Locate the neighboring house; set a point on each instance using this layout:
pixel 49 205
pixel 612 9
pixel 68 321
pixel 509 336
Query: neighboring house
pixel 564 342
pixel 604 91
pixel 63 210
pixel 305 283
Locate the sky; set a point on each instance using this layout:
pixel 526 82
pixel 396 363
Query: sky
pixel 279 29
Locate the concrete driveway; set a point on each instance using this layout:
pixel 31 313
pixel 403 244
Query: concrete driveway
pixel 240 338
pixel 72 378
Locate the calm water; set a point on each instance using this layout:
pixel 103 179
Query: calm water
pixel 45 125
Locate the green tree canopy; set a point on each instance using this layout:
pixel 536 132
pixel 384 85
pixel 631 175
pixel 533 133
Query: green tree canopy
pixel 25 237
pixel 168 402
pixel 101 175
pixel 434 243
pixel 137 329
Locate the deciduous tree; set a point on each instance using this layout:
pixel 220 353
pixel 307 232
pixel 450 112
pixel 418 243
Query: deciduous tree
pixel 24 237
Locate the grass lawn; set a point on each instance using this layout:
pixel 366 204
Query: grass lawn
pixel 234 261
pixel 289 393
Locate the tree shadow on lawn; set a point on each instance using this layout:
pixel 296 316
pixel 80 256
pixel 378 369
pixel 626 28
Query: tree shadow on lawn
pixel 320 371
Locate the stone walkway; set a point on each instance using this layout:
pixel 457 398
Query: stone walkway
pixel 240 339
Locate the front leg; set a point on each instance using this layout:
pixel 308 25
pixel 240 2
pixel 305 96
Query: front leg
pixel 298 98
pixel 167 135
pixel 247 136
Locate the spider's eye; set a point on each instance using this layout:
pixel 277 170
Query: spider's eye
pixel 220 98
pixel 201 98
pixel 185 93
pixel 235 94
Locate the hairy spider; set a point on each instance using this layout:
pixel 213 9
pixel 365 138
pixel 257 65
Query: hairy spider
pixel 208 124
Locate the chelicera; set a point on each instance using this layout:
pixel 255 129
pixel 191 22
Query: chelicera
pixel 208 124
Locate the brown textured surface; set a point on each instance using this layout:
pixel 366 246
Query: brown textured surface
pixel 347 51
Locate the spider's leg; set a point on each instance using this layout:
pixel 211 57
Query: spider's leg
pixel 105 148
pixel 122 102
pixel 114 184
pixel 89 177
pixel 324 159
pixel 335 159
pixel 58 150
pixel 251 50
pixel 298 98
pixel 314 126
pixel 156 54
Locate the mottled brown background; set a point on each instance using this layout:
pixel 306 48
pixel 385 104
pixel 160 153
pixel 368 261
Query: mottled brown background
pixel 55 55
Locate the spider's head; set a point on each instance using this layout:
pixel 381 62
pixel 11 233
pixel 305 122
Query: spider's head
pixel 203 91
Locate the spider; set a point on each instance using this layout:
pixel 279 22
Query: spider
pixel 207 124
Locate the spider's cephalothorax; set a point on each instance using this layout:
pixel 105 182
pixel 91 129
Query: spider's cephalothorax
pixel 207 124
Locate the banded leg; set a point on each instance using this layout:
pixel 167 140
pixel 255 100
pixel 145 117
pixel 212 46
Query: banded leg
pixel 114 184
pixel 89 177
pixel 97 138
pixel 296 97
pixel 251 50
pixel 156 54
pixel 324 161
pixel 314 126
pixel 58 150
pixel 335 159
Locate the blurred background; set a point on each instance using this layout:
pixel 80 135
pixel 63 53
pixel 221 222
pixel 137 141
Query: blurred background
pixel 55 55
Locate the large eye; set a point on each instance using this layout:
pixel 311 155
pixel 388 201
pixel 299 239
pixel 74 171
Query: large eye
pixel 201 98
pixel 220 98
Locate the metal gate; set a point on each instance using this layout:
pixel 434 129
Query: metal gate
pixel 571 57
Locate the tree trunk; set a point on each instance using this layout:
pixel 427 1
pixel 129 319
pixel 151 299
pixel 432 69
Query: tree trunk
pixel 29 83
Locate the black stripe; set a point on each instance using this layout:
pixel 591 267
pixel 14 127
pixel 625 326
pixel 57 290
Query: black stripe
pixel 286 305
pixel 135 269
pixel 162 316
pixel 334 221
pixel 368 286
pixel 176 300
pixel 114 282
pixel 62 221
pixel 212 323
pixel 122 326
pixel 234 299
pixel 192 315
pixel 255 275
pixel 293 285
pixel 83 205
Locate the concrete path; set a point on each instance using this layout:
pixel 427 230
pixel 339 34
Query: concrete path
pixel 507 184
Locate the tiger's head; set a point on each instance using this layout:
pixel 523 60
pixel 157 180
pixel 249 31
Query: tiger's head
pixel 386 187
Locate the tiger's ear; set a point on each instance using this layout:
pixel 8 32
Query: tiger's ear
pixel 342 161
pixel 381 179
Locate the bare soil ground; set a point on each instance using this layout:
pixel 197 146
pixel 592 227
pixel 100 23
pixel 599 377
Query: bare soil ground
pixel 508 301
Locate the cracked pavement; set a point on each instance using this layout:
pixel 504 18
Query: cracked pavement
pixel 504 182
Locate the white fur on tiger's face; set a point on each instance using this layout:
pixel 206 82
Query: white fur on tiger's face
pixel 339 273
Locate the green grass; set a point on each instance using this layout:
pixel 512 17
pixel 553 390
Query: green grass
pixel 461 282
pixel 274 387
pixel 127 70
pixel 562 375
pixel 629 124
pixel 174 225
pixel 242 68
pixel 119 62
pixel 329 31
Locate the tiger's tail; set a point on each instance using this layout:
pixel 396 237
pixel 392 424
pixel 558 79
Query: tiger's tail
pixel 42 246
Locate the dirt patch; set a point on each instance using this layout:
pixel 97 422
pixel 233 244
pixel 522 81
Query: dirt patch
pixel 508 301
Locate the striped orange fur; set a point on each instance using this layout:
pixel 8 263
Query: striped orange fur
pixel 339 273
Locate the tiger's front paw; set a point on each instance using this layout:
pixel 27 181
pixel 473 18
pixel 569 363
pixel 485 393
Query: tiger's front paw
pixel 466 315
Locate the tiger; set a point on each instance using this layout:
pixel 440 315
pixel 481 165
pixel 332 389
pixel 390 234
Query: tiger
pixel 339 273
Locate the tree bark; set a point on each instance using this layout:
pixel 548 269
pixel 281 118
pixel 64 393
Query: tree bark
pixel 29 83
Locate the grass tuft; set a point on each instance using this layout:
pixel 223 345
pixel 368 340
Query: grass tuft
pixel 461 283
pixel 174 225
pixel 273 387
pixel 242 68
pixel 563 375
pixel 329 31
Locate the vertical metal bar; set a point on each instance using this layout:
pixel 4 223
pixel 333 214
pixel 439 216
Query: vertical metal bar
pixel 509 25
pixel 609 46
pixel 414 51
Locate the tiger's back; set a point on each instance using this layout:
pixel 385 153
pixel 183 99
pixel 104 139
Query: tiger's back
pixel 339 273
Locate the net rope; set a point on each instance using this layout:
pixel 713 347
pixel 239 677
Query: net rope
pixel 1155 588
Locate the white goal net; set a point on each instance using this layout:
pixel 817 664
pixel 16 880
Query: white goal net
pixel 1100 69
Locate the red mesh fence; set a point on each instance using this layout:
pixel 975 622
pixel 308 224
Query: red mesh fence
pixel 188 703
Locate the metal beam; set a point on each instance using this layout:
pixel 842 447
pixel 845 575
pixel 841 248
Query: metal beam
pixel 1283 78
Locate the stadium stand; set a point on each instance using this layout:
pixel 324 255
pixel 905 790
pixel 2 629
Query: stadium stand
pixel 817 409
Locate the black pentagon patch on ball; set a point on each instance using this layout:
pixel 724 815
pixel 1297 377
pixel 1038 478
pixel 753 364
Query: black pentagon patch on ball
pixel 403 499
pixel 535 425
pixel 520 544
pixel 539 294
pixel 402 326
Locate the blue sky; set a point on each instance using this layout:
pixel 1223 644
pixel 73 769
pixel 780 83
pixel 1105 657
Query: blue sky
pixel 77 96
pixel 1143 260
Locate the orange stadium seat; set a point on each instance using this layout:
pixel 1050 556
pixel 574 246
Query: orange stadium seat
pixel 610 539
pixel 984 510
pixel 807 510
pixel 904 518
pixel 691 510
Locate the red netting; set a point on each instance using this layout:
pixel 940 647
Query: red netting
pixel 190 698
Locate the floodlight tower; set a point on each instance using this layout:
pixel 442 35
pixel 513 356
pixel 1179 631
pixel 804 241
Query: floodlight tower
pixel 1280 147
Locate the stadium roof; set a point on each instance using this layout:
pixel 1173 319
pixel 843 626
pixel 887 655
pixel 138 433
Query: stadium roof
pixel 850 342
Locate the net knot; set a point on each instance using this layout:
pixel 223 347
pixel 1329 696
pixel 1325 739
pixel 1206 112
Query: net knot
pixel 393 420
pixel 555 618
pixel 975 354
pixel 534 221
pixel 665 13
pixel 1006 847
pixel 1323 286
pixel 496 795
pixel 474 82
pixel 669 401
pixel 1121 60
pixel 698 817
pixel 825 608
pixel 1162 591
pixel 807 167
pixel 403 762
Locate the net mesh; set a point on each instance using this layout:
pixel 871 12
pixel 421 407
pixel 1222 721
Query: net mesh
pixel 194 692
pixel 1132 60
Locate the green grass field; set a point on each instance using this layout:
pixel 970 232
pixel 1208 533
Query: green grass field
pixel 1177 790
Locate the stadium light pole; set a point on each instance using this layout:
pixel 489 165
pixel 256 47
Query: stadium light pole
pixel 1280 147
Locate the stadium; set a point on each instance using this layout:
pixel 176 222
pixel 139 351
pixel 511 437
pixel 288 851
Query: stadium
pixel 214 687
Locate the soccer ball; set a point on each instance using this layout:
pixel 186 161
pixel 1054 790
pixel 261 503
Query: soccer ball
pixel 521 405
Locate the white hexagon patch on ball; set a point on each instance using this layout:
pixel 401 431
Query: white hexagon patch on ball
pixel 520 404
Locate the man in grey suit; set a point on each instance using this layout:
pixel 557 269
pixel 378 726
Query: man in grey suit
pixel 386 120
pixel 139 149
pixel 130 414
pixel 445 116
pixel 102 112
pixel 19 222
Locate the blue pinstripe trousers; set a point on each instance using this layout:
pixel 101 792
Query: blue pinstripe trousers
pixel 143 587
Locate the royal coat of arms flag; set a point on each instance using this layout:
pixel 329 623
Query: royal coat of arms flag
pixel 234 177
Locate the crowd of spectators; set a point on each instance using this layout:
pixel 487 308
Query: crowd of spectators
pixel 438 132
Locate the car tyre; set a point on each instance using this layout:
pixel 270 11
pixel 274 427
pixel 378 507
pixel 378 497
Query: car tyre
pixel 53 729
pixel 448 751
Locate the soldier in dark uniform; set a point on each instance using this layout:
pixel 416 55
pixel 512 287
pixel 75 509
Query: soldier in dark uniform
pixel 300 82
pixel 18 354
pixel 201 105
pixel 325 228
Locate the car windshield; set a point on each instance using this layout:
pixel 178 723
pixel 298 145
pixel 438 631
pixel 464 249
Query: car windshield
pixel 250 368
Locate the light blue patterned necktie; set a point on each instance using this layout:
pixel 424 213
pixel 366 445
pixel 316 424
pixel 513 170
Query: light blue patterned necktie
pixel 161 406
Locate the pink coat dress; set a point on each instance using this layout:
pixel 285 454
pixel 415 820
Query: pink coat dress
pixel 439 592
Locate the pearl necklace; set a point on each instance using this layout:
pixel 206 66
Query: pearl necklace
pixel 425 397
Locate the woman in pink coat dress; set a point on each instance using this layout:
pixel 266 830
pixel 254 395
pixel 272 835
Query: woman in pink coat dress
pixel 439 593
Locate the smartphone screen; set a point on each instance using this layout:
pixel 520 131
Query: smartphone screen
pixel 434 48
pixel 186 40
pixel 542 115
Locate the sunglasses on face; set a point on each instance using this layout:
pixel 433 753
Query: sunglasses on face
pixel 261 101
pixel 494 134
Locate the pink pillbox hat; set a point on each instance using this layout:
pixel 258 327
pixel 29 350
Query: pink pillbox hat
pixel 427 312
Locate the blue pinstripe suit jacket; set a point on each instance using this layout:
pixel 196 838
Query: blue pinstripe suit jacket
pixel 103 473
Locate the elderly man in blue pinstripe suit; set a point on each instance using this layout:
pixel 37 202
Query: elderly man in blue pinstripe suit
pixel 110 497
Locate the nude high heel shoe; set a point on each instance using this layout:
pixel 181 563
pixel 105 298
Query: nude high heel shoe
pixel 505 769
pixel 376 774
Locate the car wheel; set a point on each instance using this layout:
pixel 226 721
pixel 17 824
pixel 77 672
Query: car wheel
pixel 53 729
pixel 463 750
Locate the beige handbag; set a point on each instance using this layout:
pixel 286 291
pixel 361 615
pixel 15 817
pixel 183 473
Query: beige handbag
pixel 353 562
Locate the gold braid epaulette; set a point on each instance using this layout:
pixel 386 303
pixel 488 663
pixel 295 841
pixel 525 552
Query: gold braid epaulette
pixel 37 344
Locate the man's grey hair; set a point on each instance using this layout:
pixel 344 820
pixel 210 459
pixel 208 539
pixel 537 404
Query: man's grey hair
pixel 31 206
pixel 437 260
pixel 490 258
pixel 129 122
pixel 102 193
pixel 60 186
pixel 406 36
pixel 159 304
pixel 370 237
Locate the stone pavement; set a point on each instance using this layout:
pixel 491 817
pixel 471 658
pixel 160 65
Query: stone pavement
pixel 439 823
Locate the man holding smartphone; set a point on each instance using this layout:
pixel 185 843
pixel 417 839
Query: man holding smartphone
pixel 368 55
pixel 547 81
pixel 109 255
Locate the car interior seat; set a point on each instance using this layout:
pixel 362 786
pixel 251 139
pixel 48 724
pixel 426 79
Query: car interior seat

-------------------------

CHALLENGE:
Quote, without any change, each line from the one that contains "Locate the pink pillbox" through the end of the material.

ANSWER IN FULL:
Locate the pink pillbox hat; set a point on each instance using this layout:
pixel 258 327
pixel 29 350
Query: pink pillbox hat
pixel 427 312
Locate the blue pinstripe suit jacket; set a point on each instance using this layout:
pixel 196 838
Query: blue pinstripe suit jacket
pixel 103 473
Locate the elderly man in blue pinstripe suit; set a point on each instance using this layout:
pixel 37 202
Query: elderly man in blue pinstripe suit
pixel 110 497
Locate the nude high heel shoe; set a point on each instance using this layout:
pixel 181 563
pixel 105 298
Query: nude high heel shoe
pixel 505 769
pixel 376 774
Locate the car wheel; set a point on each instance using this layout:
pixel 226 721
pixel 17 824
pixel 77 672
Query: car wheel
pixel 53 729
pixel 463 750
Locate the beige handbag; set a point on each instance using this layout:
pixel 286 291
pixel 361 615
pixel 15 817
pixel 183 473
Query: beige handbag
pixel 353 562
Locate the gold braid epaulette; set a point on each instance using this layout:
pixel 386 303
pixel 488 663
pixel 295 841
pixel 525 552
Query: gold braid epaulette
pixel 37 344
Locate the man's grey hair; set a point on each instance using this layout:
pixel 344 820
pixel 210 459
pixel 208 539
pixel 537 404
Query: man's grey hair
pixel 31 206
pixel 437 260
pixel 490 258
pixel 129 122
pixel 102 193
pixel 60 186
pixel 406 36
pixel 159 304
pixel 370 237
Locate the stone pavement; set a point on each instance using this layout:
pixel 491 817
pixel 471 658
pixel 160 65
Query: stone pavement
pixel 439 823
Locate the man holding smartphone; set a point on each instance using this layout:
pixel 185 843
pixel 417 839
Query: man holding smartphone
pixel 368 55
pixel 547 81
pixel 109 255
Locate the car interior seat; set a point on each instance using this layout:
pixel 362 786
pixel 251 139
pixel 48 724
pixel 426 79
Query: car interior seat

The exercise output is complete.